ASSIGNED TASK >> Every single entry should be printed exactly.

MATERIAL FOR THIS TASK >>
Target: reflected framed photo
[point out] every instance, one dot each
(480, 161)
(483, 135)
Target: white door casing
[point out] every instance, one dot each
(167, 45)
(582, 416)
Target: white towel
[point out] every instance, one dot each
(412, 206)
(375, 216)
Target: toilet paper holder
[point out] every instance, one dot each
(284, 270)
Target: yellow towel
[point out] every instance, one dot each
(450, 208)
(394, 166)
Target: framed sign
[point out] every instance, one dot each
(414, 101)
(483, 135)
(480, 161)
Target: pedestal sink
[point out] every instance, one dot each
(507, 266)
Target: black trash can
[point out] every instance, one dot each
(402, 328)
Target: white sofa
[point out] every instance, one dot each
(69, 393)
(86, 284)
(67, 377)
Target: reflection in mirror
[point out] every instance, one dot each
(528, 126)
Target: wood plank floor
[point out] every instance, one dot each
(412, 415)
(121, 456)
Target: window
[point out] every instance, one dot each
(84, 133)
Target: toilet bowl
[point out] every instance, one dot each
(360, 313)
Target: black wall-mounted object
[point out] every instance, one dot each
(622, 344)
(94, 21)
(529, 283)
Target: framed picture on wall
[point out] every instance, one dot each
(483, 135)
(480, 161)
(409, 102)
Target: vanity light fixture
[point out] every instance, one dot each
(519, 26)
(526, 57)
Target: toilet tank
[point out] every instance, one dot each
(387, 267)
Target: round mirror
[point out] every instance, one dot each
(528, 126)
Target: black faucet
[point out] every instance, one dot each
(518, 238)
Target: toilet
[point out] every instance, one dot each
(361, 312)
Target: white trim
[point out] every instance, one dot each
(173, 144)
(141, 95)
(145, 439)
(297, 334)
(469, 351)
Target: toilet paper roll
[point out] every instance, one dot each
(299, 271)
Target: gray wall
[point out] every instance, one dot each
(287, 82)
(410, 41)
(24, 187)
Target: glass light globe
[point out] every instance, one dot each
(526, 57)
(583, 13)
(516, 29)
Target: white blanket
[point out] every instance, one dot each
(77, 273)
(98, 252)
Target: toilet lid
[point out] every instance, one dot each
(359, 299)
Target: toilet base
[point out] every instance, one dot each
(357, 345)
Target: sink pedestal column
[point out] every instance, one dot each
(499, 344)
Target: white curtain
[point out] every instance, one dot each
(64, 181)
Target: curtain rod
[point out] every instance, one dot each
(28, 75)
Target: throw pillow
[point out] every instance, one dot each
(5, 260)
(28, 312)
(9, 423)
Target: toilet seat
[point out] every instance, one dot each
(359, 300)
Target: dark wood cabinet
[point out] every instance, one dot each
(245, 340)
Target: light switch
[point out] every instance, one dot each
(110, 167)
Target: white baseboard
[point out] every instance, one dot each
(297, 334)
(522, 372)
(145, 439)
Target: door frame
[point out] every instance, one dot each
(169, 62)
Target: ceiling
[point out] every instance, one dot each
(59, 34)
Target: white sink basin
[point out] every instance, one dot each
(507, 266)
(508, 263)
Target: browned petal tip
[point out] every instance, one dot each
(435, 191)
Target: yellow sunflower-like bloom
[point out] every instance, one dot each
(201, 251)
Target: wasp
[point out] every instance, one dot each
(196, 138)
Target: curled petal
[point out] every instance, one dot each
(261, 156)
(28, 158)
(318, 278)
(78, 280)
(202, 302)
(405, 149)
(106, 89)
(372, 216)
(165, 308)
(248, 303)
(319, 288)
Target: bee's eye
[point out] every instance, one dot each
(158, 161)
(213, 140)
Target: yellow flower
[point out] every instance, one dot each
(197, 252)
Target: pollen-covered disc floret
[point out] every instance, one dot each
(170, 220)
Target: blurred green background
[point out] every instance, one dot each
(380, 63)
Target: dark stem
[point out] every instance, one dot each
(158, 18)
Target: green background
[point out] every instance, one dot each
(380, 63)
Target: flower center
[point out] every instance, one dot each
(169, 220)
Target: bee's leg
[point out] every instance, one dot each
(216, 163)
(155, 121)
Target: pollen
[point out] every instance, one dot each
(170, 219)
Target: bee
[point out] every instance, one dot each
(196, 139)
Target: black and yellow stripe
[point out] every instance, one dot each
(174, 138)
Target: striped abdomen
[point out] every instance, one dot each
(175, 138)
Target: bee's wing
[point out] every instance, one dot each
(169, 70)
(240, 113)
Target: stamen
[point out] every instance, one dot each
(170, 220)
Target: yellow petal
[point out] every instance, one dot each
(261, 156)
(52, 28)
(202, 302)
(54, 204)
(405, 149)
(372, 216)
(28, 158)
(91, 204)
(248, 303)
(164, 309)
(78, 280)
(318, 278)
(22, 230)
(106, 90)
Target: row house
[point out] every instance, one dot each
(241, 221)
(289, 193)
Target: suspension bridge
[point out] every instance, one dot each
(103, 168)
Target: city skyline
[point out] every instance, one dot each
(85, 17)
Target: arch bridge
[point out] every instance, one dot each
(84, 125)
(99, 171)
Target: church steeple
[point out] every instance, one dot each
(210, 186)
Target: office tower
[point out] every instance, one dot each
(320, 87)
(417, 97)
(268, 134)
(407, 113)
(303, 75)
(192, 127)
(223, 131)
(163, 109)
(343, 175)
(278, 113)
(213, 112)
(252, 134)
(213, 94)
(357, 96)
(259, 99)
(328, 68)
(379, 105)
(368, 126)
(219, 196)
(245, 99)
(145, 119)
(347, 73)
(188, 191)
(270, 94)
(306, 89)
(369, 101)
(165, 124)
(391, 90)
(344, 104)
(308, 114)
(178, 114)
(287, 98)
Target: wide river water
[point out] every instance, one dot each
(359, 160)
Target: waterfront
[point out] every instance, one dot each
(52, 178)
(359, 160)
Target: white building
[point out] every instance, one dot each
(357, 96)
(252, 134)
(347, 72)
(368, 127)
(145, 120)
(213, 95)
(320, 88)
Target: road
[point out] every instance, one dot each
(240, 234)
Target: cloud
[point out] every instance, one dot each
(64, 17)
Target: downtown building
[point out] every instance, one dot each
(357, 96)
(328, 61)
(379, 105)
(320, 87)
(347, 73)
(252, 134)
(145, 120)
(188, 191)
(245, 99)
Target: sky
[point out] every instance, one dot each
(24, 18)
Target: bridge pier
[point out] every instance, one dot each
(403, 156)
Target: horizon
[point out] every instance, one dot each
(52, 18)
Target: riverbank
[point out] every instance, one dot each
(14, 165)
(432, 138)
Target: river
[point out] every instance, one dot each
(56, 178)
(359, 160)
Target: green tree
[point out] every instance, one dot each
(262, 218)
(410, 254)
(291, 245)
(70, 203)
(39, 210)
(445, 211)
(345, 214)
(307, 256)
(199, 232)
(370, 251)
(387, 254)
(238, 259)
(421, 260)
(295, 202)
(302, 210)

EXERCISE RESULT >>
Target: reflected framed photo
[point out] every instance, one dot each
(480, 161)
(483, 135)
Target: white door casing
[point out] every instance, one dot each
(167, 45)
(582, 416)
Target: white towel
[point out] every instance, one dot each
(412, 206)
(375, 216)
Target: toilet paper holder
[point out] every instance, one dot each
(284, 270)
Target: yellow towel
[point out] every instance, one dot each
(450, 208)
(394, 166)
Target: framed sign
[point out] every instance, one dot each
(414, 101)
(483, 135)
(480, 161)
Target: pedestal sink
[point out] every instance, one dot each
(507, 266)
Target: black trash can
[point out] every instance, one dot each
(402, 328)
Target: white sofa
[point out] every instance, one dot each
(69, 393)
(86, 284)
(67, 377)
Target: reflection in mirror
[point out] every instance, one dot each
(528, 126)
Target: wood plank floor
[point out] every instance, one dot each
(412, 415)
(121, 456)
Target: window
[point out] every instance, one dot each
(84, 133)
Target: toilet bowl
[point out] every instance, one dot each
(360, 313)
Target: black wall-mounted object
[point out] every instance, one dot each
(622, 344)
(94, 21)
(529, 283)
Target: framed picture on wall
[point out] every instance, one dot each
(483, 135)
(480, 161)
(409, 102)
Target: vanity light fixture
[point out] every instance, one dot each
(519, 26)
(526, 57)
Target: toilet tank
[point out] every instance, one dot each
(387, 267)
Target: round mirror
[point out] every instance, one dot each
(528, 126)
Target: black faucet
[point out] every instance, one dot each
(518, 238)
Target: toilet
[point out] every instance, one dot each
(361, 312)
Target: white trim
[point out] every instance, one dot each
(173, 144)
(141, 95)
(145, 439)
(297, 334)
(469, 351)
Target: toilet paper roll
[point out] every instance, one dot each
(299, 271)
Target: gray wall
[point out] every instance, one dot each
(287, 82)
(410, 41)
(24, 187)
Target: glass light globe
[point out] every instance, one dot each
(526, 57)
(583, 13)
(516, 29)
Target: white blanket
[point out] every instance, one dot each
(77, 273)
(98, 252)
Target: toilet lid
[point out] every instance, one dot each
(359, 299)
Target: toilet base
[point out] every instance, one dot each
(357, 345)
Target: sink pedestal column
[point out] every instance, one dot each
(499, 344)
Target: white curtain
[point out] every instance, one dot each
(64, 181)
Target: curtain rod
[point out] every instance, one dot each
(28, 75)
Target: throw pillow
[point out] every instance, one dot each
(5, 260)
(28, 312)
(9, 423)
Target: toilet seat
[point out] every instance, one dot each
(359, 300)
Target: dark wood cabinet
[point out] every instance, one dot each
(245, 340)
Target: light switch
[point out] every instance, one dot each
(110, 167)
Target: white baseboard
[point out] every instance, one dot each
(297, 334)
(522, 372)
(145, 439)
Target: door frame
[point out] every instance, one dot each
(169, 62)
Target: ceiling
[point out] every instance, one dot each
(59, 34)
Target: white sink basin
[point out] every instance, one dot each
(507, 266)
(508, 263)
Target: browned petal tip
[point out] every instance, one dot each
(435, 191)
Target: yellow sunflower-like bloom
[point out] every instance, one dot each
(201, 251)
Target: wasp
[point out] every instance, one dot each
(196, 138)
Target: curled petal
[point out] every instance, one dot each
(261, 156)
(28, 158)
(318, 278)
(78, 280)
(202, 302)
(405, 149)
(106, 89)
(372, 216)
(165, 308)
(248, 303)
(319, 288)
Target: bee's eye
[point out] every instance, one dot each
(158, 161)
(213, 140)
Target: yellow flower
[point out] every instance, one dot each
(197, 252)
Target: pollen-covered disc floret
[point out] every instance, one dot each
(170, 220)
Target: blurred green background
[point out] every instance, one dot each
(380, 63)
Target: dark stem
[point out] every instance, one dot each
(158, 18)
Target: green background
[point out] every instance, one dot each
(380, 63)
Target: flower center
[point out] every instance, one dot each
(169, 220)
Target: bee's leg
[point out] every instance, one dot each
(216, 163)
(155, 121)
Target: pollen
[point out] every instance, one dot each
(170, 219)
Target: bee
[point out] every instance, one dot each
(196, 139)
Target: black and yellow stripe
[point out] every instance, one dot each
(174, 138)
Target: striped abdomen
[point out] every instance, one dot each
(175, 138)
Target: bee's wing
[point out] every instance, one dot each
(169, 70)
(240, 113)
Target: stamen
[point out] every instance, one dot each
(170, 220)
Target: yellow petal
[point out] every instance, one dot each
(261, 156)
(52, 28)
(202, 302)
(54, 204)
(405, 149)
(372, 216)
(28, 158)
(91, 204)
(248, 303)
(164, 309)
(78, 280)
(318, 278)
(22, 230)
(106, 90)
Target: row house
[point out] every instance, one dot each
(241, 221)
(289, 193)
Target: suspension bridge
[point out] every instance, one dot each
(103, 168)
Target: city skyline
[point out] every instance, one dot each
(85, 17)
Target: arch bridge
[point out] every instance, one dot each
(84, 125)
(99, 171)
Target: church steeple
[point out] every instance, one dot each
(210, 186)
Target: office tower
[point out] every instance, one dot each
(320, 87)
(417, 97)
(268, 134)
(407, 113)
(303, 75)
(192, 127)
(223, 131)
(163, 109)
(343, 175)
(278, 113)
(213, 112)
(252, 134)
(213, 94)
(357, 96)
(259, 99)
(328, 68)
(379, 105)
(368, 126)
(219, 196)
(245, 99)
(145, 119)
(347, 73)
(188, 191)
(270, 94)
(306, 89)
(369, 101)
(165, 124)
(391, 90)
(344, 104)
(308, 114)
(178, 114)
(287, 98)
Target: wide river water
[point out] every instance, one dot each
(359, 160)
Target: waterfront
[point out] every instance, one dot each
(52, 178)
(359, 160)
Target: white building
[point out] every instance, one dot each
(357, 96)
(252, 134)
(347, 72)
(368, 127)
(145, 120)
(213, 95)
(320, 88)
Target: road
[point out] every instance, one dot each
(240, 234)
Target: cloud
[point out] every instance, one dot each
(64, 17)
Target: downtown building
[point out] every instance, one dot each
(357, 96)
(328, 61)
(379, 105)
(320, 87)
(347, 73)
(252, 134)
(145, 120)
(188, 191)
(245, 99)
Target: sky
[point out] every instance, one dot each
(24, 18)
Target: bridge pier
[point out] every instance, one dot each
(403, 156)
Target: horizon
[point out] every instance, one dot each
(52, 18)
Target: riverbank
[point out] every instance, one dot each
(14, 165)
(432, 138)
Target: river
[point out] every instance, one dot each
(56, 178)
(359, 160)
Target: green tree
[point out] every instance, one dot each
(262, 218)
(410, 254)
(291, 245)
(70, 203)
(39, 210)
(445, 211)
(345, 214)
(307, 256)
(199, 232)
(370, 251)
(387, 254)
(238, 259)
(421, 260)
(295, 202)
(302, 210)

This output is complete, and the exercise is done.